*Task to complete*
Put every line of the records below into a JSON list of strings, one string per line, leaving out blank lines.

## begin Recorded data

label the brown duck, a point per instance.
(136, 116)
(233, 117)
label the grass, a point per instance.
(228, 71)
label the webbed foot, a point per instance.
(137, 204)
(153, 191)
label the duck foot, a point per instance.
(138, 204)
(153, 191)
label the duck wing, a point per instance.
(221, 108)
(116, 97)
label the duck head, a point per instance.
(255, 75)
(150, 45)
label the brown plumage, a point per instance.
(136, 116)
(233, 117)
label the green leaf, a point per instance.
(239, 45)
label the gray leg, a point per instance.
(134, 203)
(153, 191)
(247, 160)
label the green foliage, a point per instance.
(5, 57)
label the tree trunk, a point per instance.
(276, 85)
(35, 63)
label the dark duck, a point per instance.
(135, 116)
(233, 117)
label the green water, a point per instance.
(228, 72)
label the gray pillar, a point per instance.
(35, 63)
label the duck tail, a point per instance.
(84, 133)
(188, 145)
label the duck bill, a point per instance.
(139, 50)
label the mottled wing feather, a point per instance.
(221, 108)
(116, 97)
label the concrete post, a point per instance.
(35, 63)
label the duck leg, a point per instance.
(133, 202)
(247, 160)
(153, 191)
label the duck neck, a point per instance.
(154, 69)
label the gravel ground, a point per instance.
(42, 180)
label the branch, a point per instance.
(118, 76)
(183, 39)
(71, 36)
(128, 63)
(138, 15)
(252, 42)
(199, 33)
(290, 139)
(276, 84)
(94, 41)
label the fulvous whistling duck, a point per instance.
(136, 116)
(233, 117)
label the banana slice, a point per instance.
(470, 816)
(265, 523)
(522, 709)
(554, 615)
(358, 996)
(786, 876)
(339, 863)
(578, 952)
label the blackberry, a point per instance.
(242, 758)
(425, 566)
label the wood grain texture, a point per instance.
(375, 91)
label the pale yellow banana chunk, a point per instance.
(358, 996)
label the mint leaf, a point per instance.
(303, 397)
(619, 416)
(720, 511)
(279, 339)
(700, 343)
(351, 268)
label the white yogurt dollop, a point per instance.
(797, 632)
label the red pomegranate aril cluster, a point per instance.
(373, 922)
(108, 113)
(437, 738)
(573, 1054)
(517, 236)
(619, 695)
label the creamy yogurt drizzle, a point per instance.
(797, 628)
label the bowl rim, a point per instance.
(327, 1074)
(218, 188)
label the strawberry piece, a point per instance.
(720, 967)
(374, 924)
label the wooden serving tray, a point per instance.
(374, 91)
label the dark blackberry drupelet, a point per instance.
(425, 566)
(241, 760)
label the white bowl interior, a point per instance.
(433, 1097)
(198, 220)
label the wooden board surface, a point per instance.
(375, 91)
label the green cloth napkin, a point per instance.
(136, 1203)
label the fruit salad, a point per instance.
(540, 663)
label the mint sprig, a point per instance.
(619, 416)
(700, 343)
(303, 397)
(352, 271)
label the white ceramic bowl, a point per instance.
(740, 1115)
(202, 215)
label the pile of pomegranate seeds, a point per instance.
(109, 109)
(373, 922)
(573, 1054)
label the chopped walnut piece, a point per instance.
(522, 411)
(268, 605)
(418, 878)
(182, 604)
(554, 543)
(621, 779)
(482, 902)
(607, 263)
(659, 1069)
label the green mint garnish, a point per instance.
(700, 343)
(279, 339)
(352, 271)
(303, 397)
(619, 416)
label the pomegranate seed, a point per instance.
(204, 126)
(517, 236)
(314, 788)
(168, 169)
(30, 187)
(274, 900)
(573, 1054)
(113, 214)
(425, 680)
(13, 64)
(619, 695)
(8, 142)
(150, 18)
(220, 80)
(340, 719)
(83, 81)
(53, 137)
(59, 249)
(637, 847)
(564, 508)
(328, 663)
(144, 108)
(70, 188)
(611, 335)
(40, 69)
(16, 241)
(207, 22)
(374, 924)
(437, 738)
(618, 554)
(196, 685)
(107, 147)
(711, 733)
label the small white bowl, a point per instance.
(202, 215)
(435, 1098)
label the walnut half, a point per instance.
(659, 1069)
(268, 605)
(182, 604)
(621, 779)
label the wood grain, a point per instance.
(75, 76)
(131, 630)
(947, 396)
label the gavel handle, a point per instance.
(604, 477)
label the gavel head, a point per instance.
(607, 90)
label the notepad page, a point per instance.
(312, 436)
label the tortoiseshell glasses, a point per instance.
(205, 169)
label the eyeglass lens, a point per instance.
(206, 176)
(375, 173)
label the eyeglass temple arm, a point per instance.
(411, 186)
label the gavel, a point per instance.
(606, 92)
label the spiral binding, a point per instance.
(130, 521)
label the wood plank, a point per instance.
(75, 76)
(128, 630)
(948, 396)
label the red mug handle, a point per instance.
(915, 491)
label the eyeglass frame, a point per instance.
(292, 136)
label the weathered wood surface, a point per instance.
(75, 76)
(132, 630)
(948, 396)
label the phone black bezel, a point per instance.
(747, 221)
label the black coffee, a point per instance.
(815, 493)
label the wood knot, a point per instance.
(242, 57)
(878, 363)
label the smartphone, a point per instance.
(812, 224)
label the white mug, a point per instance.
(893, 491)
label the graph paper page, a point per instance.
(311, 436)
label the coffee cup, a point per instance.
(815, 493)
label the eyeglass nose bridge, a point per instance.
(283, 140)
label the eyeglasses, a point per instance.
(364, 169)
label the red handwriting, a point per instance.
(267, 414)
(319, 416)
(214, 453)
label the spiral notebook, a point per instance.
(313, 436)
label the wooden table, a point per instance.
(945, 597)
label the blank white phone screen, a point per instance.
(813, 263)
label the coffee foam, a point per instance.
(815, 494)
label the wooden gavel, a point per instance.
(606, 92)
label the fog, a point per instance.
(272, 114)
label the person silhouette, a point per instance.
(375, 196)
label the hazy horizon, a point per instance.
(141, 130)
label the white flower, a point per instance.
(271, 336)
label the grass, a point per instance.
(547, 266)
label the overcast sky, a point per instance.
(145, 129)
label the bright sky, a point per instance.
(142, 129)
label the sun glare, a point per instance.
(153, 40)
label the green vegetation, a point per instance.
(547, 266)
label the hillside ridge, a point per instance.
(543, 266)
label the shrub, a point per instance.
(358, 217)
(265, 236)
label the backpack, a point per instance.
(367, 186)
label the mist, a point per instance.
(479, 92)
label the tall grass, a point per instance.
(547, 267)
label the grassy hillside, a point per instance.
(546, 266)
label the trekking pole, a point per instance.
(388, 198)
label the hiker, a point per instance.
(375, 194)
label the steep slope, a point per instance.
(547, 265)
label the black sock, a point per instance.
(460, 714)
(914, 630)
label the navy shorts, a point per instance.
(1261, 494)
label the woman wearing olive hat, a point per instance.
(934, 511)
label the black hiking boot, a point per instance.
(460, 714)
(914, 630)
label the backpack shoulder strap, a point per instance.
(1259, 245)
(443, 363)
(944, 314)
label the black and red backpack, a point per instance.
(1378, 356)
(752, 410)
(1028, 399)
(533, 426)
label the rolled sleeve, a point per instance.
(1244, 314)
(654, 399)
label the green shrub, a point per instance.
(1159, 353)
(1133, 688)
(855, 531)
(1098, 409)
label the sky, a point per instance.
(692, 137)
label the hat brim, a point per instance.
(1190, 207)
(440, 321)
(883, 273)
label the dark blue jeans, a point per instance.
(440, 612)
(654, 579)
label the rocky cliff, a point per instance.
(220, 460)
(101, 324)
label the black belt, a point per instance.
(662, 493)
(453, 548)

## end Recorded data

*Final result*
[
  "label the brown duck, a point per instance.",
  "(136, 116)",
  "(233, 117)",
  "label the grass, a point per instance.",
  "(228, 71)",
  "label the webbed foot, a point per instance.",
  "(137, 204)",
  "(153, 191)",
  "label the duck foot, a point per instance.",
  "(138, 204)",
  "(153, 191)",
  "label the duck wing, a point per instance.",
  "(221, 108)",
  "(116, 97)",
  "label the duck head, a point per instance.",
  "(255, 75)",
  "(150, 45)",
  "label the brown plumage, a point per instance.",
  "(136, 116)",
  "(233, 117)",
  "label the green leaf, a point per instance.",
  "(239, 45)",
  "label the gray leg, a point per instance.",
  "(134, 203)",
  "(153, 191)",
  "(247, 160)",
  "label the green foliage, a point per instance.",
  "(5, 57)",
  "label the tree trunk, a point per instance.",
  "(276, 85)",
  "(35, 63)",
  "label the dark duck, a point per instance.",
  "(135, 116)",
  "(233, 117)",
  "label the green water, a point per instance.",
  "(228, 72)",
  "label the gray pillar, a point per instance.",
  "(35, 63)",
  "label the duck tail, a point per instance.",
  "(84, 133)",
  "(188, 145)",
  "label the duck bill, a point per instance.",
  "(139, 50)",
  "label the mottled wing feather, a point per instance.",
  "(221, 108)",
  "(116, 97)",
  "label the concrete post, a point per instance.",
  "(35, 63)",
  "label the duck leg, a point per instance.",
  "(133, 202)",
  "(247, 160)",
  "(153, 191)",
  "label the duck neck, a point per instance.",
  "(154, 69)",
  "label the gravel ground, a point per instance.",
  "(42, 180)",
  "label the branch, a point per instance.",
  "(118, 76)",
  "(183, 39)",
  "(71, 36)",
  "(128, 63)",
  "(138, 15)",
  "(252, 42)",
  "(199, 33)",
  "(290, 139)",
  "(276, 84)",
  "(94, 41)",
  "label the fulvous whistling duck, a point per instance.",
  "(136, 116)",
  "(233, 117)",
  "label the banana slice, a point per instance.",
  "(470, 816)",
  "(265, 523)",
  "(522, 709)",
  "(554, 615)",
  "(358, 996)",
  "(786, 876)",
  "(339, 863)",
  "(578, 952)",
  "label the blackberry, a point per instance.",
  "(242, 758)",
  "(425, 566)",
  "label the wood grain texture, a point per instance.",
  "(375, 91)",
  "label the pale yellow banana chunk, a point per instance.",
  "(358, 996)",
  "label the mint leaf, a point per instance.",
  "(303, 397)",
  "(619, 416)",
  "(720, 511)",
  "(279, 339)",
  "(700, 343)",
  "(351, 268)",
  "label the white yogurt dollop, a point per instance.",
  "(797, 632)",
  "label the red pomegranate aril cluster, a point per instance.",
  "(373, 922)",
  "(108, 113)",
  "(437, 738)",
  "(573, 1054)",
  "(517, 236)",
  "(619, 695)",
  "label the creamy yogurt drizzle, a point per instance.",
  "(797, 628)",
  "label the bowl rim, a point per instance.",
  "(327, 1074)",
  "(218, 188)",
  "label the strawberry piece, a point per instance.",
  "(720, 967)",
  "(374, 924)",
  "label the wooden serving tray, a point per instance.",
  "(374, 91)",
  "label the dark blackberry drupelet, a point per instance.",
  "(425, 566)",
  "(241, 760)",
  "label the white bowl interior, a point per instance.",
  "(433, 1097)",
  "(198, 220)",
  "label the wooden board surface, a point per instance.",
  "(375, 91)",
  "label the green cloth napkin, a point per instance.",
  "(136, 1203)",
  "label the fruit salad, a point per instance.",
  "(540, 663)",
  "label the mint sprig, a point per instance.",
  "(619, 416)",
  "(700, 343)",
  "(303, 397)",
  "(352, 271)",
  "label the white ceramic bowl, a point per instance.",
  "(740, 1115)",
  "(202, 215)",
  "label the pile of pomegranate seeds, a point per instance.",
  "(109, 109)",
  "(373, 922)",
  "(573, 1054)",
  "label the chopped walnut piece, a point per instance.",
  "(522, 411)",
  "(268, 605)",
  "(418, 878)",
  "(182, 604)",
  "(554, 543)",
  "(621, 779)",
  "(482, 902)",
  "(607, 263)",
  "(659, 1069)",
  "label the green mint garnish, a point per instance.",
  "(700, 343)",
  "(279, 339)",
  "(352, 271)",
  "(303, 397)",
  "(619, 416)",
  "label the pomegranate seed, a point per instance.",
  "(204, 126)",
  "(517, 236)",
  "(314, 788)",
  "(168, 169)",
  "(30, 187)",
  "(274, 900)",
  "(573, 1054)",
  "(113, 214)",
  "(425, 680)",
  "(13, 64)",
  "(619, 695)",
  "(8, 142)",
  "(150, 18)",
  "(220, 80)",
  "(340, 719)",
  "(83, 81)",
  "(53, 137)",
  "(59, 249)",
  "(637, 847)",
  "(564, 508)",
  "(328, 663)",
  "(144, 108)",
  "(70, 188)",
  "(611, 335)",
  "(40, 69)",
  "(16, 241)",
  "(207, 22)",
  "(374, 924)",
  "(437, 738)",
  "(618, 554)",
  "(196, 685)",
  "(107, 147)",
  "(711, 733)",
  "label the small white bowl, a point per instance.",
  "(202, 215)",
  "(435, 1098)",
  "label the walnut half, a point per instance.",
  "(659, 1069)",
  "(268, 605)",
  "(182, 604)",
  "(621, 779)",
  "label the wood grain, a point per instance.",
  "(75, 76)",
  "(131, 630)",
  "(947, 396)",
  "label the gavel handle, a point per instance.",
  "(604, 477)",
  "label the gavel head, a point per instance.",
  "(607, 90)",
  "label the notepad page, a point per instance.",
  "(312, 436)",
  "label the tortoiseshell glasses, a point per instance.",
  "(205, 169)",
  "label the eyeglass lens, a point per instance.",
  "(206, 176)",
  "(375, 173)",
  "label the eyeglass temple arm, a point per instance.",
  "(411, 186)",
  "label the gavel, a point per instance.",
  "(606, 92)",
  "label the spiral binding, a point per instance.",
  "(130, 521)",
  "label the wood plank, a point per instance.",
  "(75, 76)",
  "(128, 630)",
  "(948, 396)",
  "label the red mug handle, a point per instance.",
  "(915, 491)",
  "label the eyeglass frame, a point per instance.",
  "(292, 136)",
  "label the weathered wood surface, a point per instance.",
  "(75, 76)",
  "(132, 630)",
  "(948, 396)",
  "label the phone black bezel, a point per instance.",
  "(747, 221)",
  "label the black coffee, a point per instance.",
  "(815, 493)",
  "label the wood knot, a point per instance.",
  "(242, 57)",
  "(878, 363)",
  "label the smartphone, a point per instance.",
  "(812, 224)",
  "label the white mug, a point per instance.",
  "(893, 491)",
  "label the graph paper page, a point per instance.",
  "(311, 436)",
  "label the coffee cup, a point per instance.",
  "(815, 493)",
  "label the eyeglass nose bridge, a point per instance.",
  "(283, 140)",
  "label the eyeglasses, a point per instance.",
  "(364, 169)",
  "label the red handwriting, a point per instance.",
  "(267, 414)",
  "(319, 416)",
  "(214, 453)",
  "label the spiral notebook, a point per instance.",
  "(313, 436)",
  "label the wooden table, a point per instance.",
  "(945, 597)",
  "label the blank white phone screen, a point per instance.",
  "(813, 263)",
  "label the coffee foam, a point per instance.",
  "(815, 494)",
  "label the wooden gavel, a point per instance.",
  "(606, 92)",
  "label the fog, a point per instance.",
  "(272, 114)",
  "label the person silhouette, a point per instance.",
  "(375, 196)",
  "label the hazy horizon, a point per instance.",
  "(141, 130)",
  "label the white flower, a point per instance.",
  "(271, 336)",
  "label the grass, a point per instance.",
  "(547, 266)",
  "label the overcast sky, a point per instance.",
  "(145, 129)",
  "label the bright sky, a point per instance.",
  "(142, 129)",
  "label the sun glare, a point per instance.",
  "(153, 40)",
  "label the green vegetation, a point per instance.",
  "(547, 266)",
  "label the hillside ridge, a point per instance.",
  "(543, 266)",
  "label the shrub, a point per instance.",
  "(358, 217)",
  "(265, 236)",
  "label the backpack, a point per instance.",
  "(367, 186)",
  "label the mist, a point per instance.",
  "(479, 92)",
  "label the tall grass, a point per instance.",
  "(547, 267)",
  "label the grassy hillside, a point per instance.",
  "(546, 266)",
  "label the trekking pole, a point per instance.",
  "(388, 198)",
  "label the hiker, a point per instance.",
  "(375, 194)",
  "label the steep slope, a point per instance.",
  "(547, 265)",
  "label the black sock, a point per instance.",
  "(460, 714)",
  "(914, 630)",
  "label the navy shorts, a point per instance.",
  "(1261, 494)",
  "label the woman wearing olive hat, a point per instance.",
  "(934, 511)",
  "label the black hiking boot, a point per instance.",
  "(460, 714)",
  "(914, 630)",
  "label the backpack shoulder strap, a point per instance.",
  "(1259, 245)",
  "(443, 363)",
  "(944, 314)",
  "label the black and red backpack, a point per instance.",
  "(1378, 356)",
  "(752, 410)",
  "(1028, 399)",
  "(533, 426)",
  "label the rolled sleeve, a point per instance.",
  "(1244, 314)",
  "(654, 399)",
  "label the green shrub, a point per instance.",
  "(1159, 353)",
  "(1133, 688)",
  "(855, 531)",
  "(1098, 409)",
  "label the sky, a point per instance.",
  "(692, 137)",
  "label the hat brim, a point per instance.",
  "(1190, 207)",
  "(440, 321)",
  "(883, 273)",
  "label the dark blue jeans, a point per instance.",
  "(440, 612)",
  "(654, 579)",
  "label the rocky cliff, a point per instance.",
  "(220, 460)",
  "(101, 324)",
  "label the black belt, a point per instance.",
  "(662, 493)",
  "(453, 548)"
]